Keep each entry exactly as written when you repeat it, and skip the images.

• _Records to process_:
Start of Block

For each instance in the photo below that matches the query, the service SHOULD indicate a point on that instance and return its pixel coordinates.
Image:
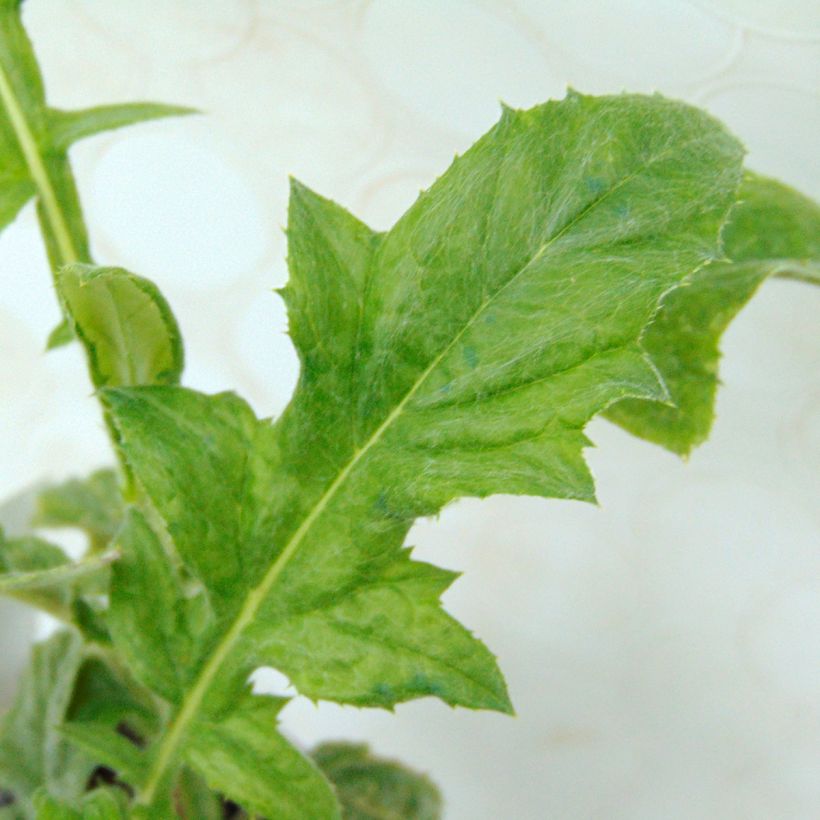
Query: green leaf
(773, 231)
(371, 788)
(194, 799)
(34, 143)
(106, 746)
(41, 575)
(68, 127)
(100, 804)
(93, 505)
(461, 353)
(58, 576)
(32, 752)
(125, 324)
(148, 619)
(243, 757)
(29, 556)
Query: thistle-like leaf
(773, 231)
(461, 353)
(33, 754)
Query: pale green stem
(37, 168)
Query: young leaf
(461, 353)
(371, 788)
(93, 505)
(34, 143)
(773, 231)
(56, 576)
(26, 558)
(242, 755)
(32, 752)
(125, 324)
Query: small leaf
(372, 788)
(93, 505)
(147, 615)
(773, 231)
(58, 576)
(34, 142)
(32, 752)
(68, 127)
(125, 324)
(193, 798)
(27, 556)
(461, 353)
(244, 757)
(40, 574)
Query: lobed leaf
(461, 353)
(774, 230)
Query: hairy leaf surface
(774, 230)
(126, 326)
(40, 574)
(461, 353)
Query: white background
(663, 650)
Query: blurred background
(663, 650)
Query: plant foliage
(583, 257)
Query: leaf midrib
(168, 747)
(36, 166)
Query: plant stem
(28, 145)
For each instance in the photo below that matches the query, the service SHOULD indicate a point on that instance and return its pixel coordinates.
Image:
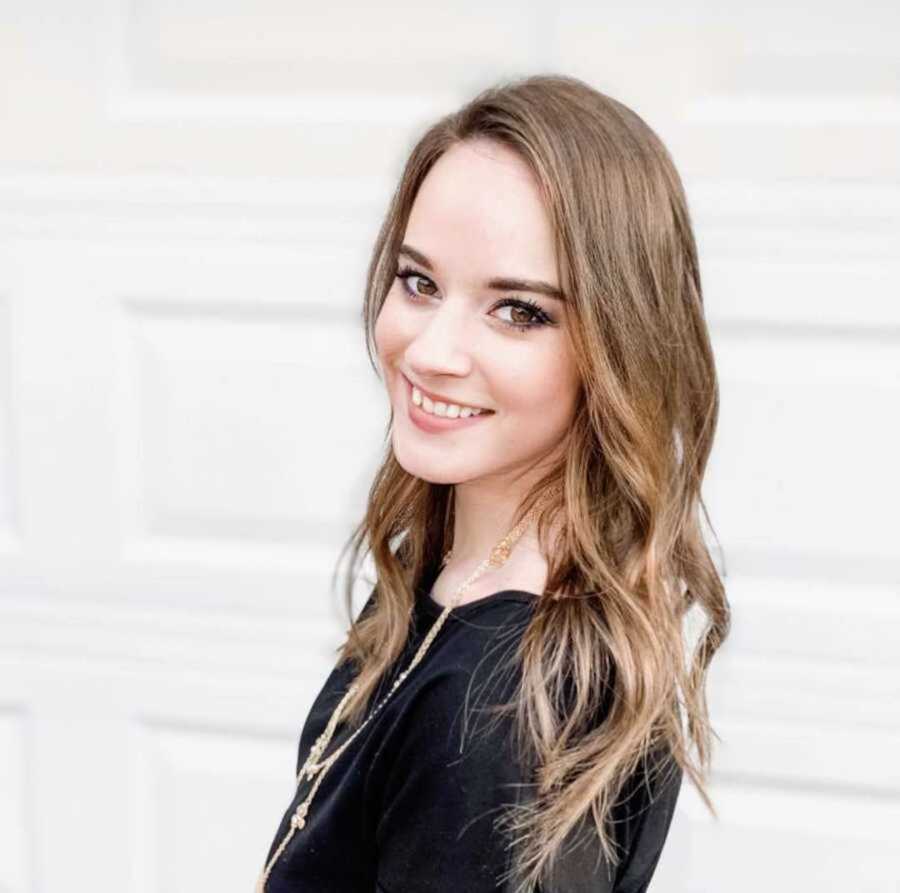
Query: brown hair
(629, 560)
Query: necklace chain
(315, 768)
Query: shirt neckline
(435, 609)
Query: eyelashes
(539, 317)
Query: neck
(483, 516)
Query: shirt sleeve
(445, 785)
(646, 816)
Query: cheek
(389, 330)
(542, 389)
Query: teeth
(441, 409)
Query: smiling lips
(434, 416)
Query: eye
(409, 273)
(536, 315)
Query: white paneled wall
(189, 423)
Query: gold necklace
(313, 767)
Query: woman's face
(448, 330)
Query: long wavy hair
(628, 560)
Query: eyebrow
(497, 283)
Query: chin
(412, 462)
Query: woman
(535, 304)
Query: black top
(409, 806)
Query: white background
(188, 422)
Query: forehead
(480, 209)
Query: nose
(442, 346)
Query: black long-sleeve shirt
(409, 807)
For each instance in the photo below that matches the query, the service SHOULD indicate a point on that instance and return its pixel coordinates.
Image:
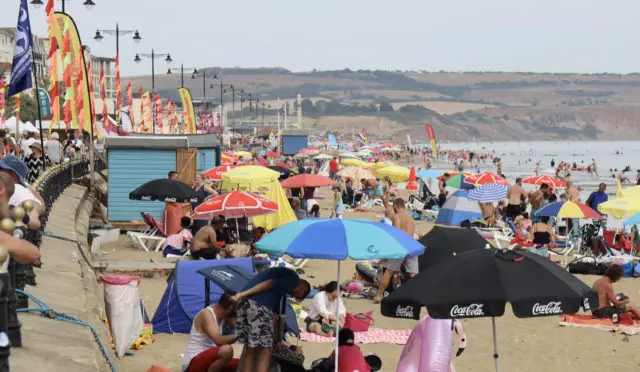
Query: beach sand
(538, 344)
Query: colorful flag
(103, 96)
(130, 99)
(21, 67)
(2, 103)
(118, 91)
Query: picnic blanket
(626, 326)
(372, 336)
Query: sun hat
(17, 166)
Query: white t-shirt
(21, 194)
(25, 146)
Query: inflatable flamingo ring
(429, 346)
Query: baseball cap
(17, 166)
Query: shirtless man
(205, 243)
(515, 195)
(609, 304)
(402, 220)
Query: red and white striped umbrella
(539, 180)
(235, 204)
(486, 178)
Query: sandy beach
(523, 344)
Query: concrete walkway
(66, 284)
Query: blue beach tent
(184, 296)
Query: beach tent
(184, 295)
(458, 208)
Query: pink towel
(372, 336)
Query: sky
(584, 36)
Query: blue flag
(21, 67)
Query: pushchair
(425, 201)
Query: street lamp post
(136, 38)
(153, 55)
(182, 70)
(38, 3)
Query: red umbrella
(217, 172)
(412, 183)
(235, 204)
(307, 180)
(539, 180)
(486, 178)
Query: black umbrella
(284, 172)
(479, 283)
(166, 190)
(444, 242)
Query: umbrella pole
(338, 317)
(495, 343)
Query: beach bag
(358, 322)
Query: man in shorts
(255, 313)
(609, 302)
(402, 220)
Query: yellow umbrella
(353, 162)
(376, 166)
(395, 172)
(284, 214)
(356, 174)
(621, 207)
(244, 154)
(248, 178)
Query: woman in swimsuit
(543, 236)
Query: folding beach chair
(151, 238)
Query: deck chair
(154, 237)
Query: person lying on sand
(609, 302)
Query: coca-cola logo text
(552, 308)
(467, 311)
(404, 312)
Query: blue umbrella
(429, 173)
(489, 193)
(338, 239)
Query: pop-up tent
(184, 296)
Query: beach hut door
(186, 160)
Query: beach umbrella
(217, 172)
(395, 172)
(429, 173)
(459, 182)
(619, 208)
(568, 209)
(457, 208)
(480, 282)
(307, 180)
(166, 190)
(412, 182)
(249, 177)
(539, 180)
(339, 239)
(486, 178)
(490, 192)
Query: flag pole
(35, 78)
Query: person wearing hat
(35, 162)
(17, 170)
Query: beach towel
(372, 336)
(627, 325)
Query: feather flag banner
(118, 91)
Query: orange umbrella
(217, 172)
(412, 183)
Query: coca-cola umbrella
(480, 282)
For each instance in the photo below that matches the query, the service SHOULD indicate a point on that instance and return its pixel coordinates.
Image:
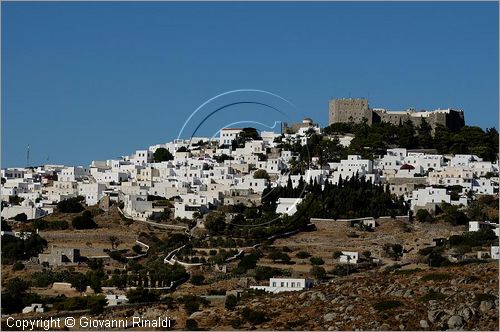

End of Block

• _Problem solution_:
For each instance in the photo below that matches the query, the service SHOULD indicate a point on that instance and return its pixel coordinates.
Image:
Query: green leaf
(773, 231)
(371, 788)
(194, 799)
(34, 143)
(106, 746)
(41, 575)
(68, 127)
(100, 804)
(93, 505)
(461, 353)
(58, 576)
(32, 752)
(125, 324)
(148, 619)
(243, 757)
(29, 556)
Query: thistle-like leaf
(773, 231)
(461, 353)
(33, 754)
Query: pale green stem
(37, 168)
Query: young leaf
(461, 353)
(371, 788)
(93, 505)
(34, 143)
(773, 231)
(56, 576)
(26, 558)
(242, 755)
(32, 752)
(125, 324)
Query: small leaf
(372, 788)
(93, 505)
(147, 615)
(773, 231)
(58, 576)
(34, 142)
(32, 752)
(68, 127)
(125, 324)
(193, 798)
(27, 556)
(461, 353)
(244, 757)
(40, 574)
Query: lobed leaf
(461, 353)
(774, 230)
Query: hairy leaf surface
(774, 230)
(126, 326)
(40, 574)
(461, 353)
Query: white background
(663, 650)
Query: blurred background
(663, 650)
Query: plant foliage
(583, 257)
Query: leaf midrib
(168, 747)
(36, 166)
Query: plant stem
(28, 145)
For each instance in the photo below that matches the query, the service SHOULD indicate a point on that instance and return its pixel coordinates.
Image:
Query: brown hair
(629, 560)
Query: necklace chain
(315, 768)
Query: shirt neckline
(435, 609)
Query: eyelashes
(539, 317)
Query: neck
(483, 516)
Query: shirt sleeve
(445, 785)
(646, 816)
Query: cheek
(389, 330)
(542, 389)
Query: teeth
(441, 409)
Query: smiling lips
(434, 416)
Query: eye
(409, 273)
(536, 315)
Query: white paneled wall
(189, 423)
Query: gold necklace
(313, 767)
Query: woman's face
(448, 330)
Query: long wavy hair
(628, 560)
Query: eyebrow
(497, 283)
Query: chin
(412, 462)
Query: woman
(535, 304)
Query: black top
(409, 806)
Query: white background
(188, 422)
Query: forehead
(480, 209)
Query: nose
(442, 346)
Query: black long-sleeve shirt
(409, 807)
For each instance in the photo below that matches the query, the service SHOULD indicate a point on that instance and return its pixel coordinates.
Image:
Query: beach sand
(538, 344)
Query: colorful flag
(103, 96)
(130, 99)
(21, 67)
(2, 103)
(118, 91)
Query: picnic blanket
(626, 326)
(372, 336)
Query: sun hat
(17, 166)
Query: white t-shirt
(21, 194)
(25, 146)
Query: inflatable flamingo ring
(429, 346)
Query: baseball cap
(17, 166)
Query: shirtless man
(205, 243)
(515, 195)
(609, 304)
(402, 220)
Query: red and white striped umbrella
(539, 180)
(235, 204)
(486, 178)
Query: sandy beach
(523, 344)
Query: concrete walkway
(66, 284)
Query: blue beach tent
(184, 296)
Query: beach tent
(184, 295)
(458, 208)
Query: pink towel
(372, 336)
Query: sky
(584, 36)
Query: blue flag
(21, 67)
Query: pushchair
(425, 201)
Query: street lamp post
(136, 38)
(153, 55)
(182, 70)
(38, 3)
Query: red umbrella
(217, 172)
(412, 183)
(235, 204)
(307, 180)
(539, 180)
(486, 178)
Query: black umbrella
(284, 172)
(479, 283)
(166, 190)
(444, 242)
Query: umbrella pole
(338, 317)
(495, 343)
Query: beach bag
(358, 322)
Query: man in shorts
(255, 313)
(609, 302)
(402, 220)
Query: yellow umbrella
(353, 162)
(376, 166)
(395, 172)
(284, 214)
(356, 174)
(621, 207)
(244, 154)
(248, 178)
Query: woman in swimsuit
(543, 236)
Query: folding beach chair
(151, 238)
Query: deck chair
(154, 237)
Query: person lying on sand
(609, 302)
Query: coca-cola logo text
(552, 308)
(467, 311)
(404, 312)
Query: blue umbrella
(429, 173)
(489, 193)
(338, 239)
Query: pop-up tent
(184, 296)
Query: beach hut door
(186, 160)
Query: beach umbrella
(217, 172)
(395, 172)
(429, 173)
(459, 182)
(619, 208)
(568, 209)
(457, 208)
(480, 282)
(307, 180)
(166, 190)
(412, 182)
(249, 177)
(539, 180)
(339, 239)
(486, 178)
(490, 192)
Query: flag pole
(35, 78)
Query: person wearing hat
(35, 162)
(17, 170)
Query: beach towel
(372, 336)
(627, 325)
Query: feather flag banner
(118, 91)
Query: orange umbrella
(217, 172)
(412, 183)
Query: coca-cola umbrella
(480, 282)
For each instance in the photo below that matches the query, the service SHOULD indicate a point on that instance and return its pixel coordinates.
Image:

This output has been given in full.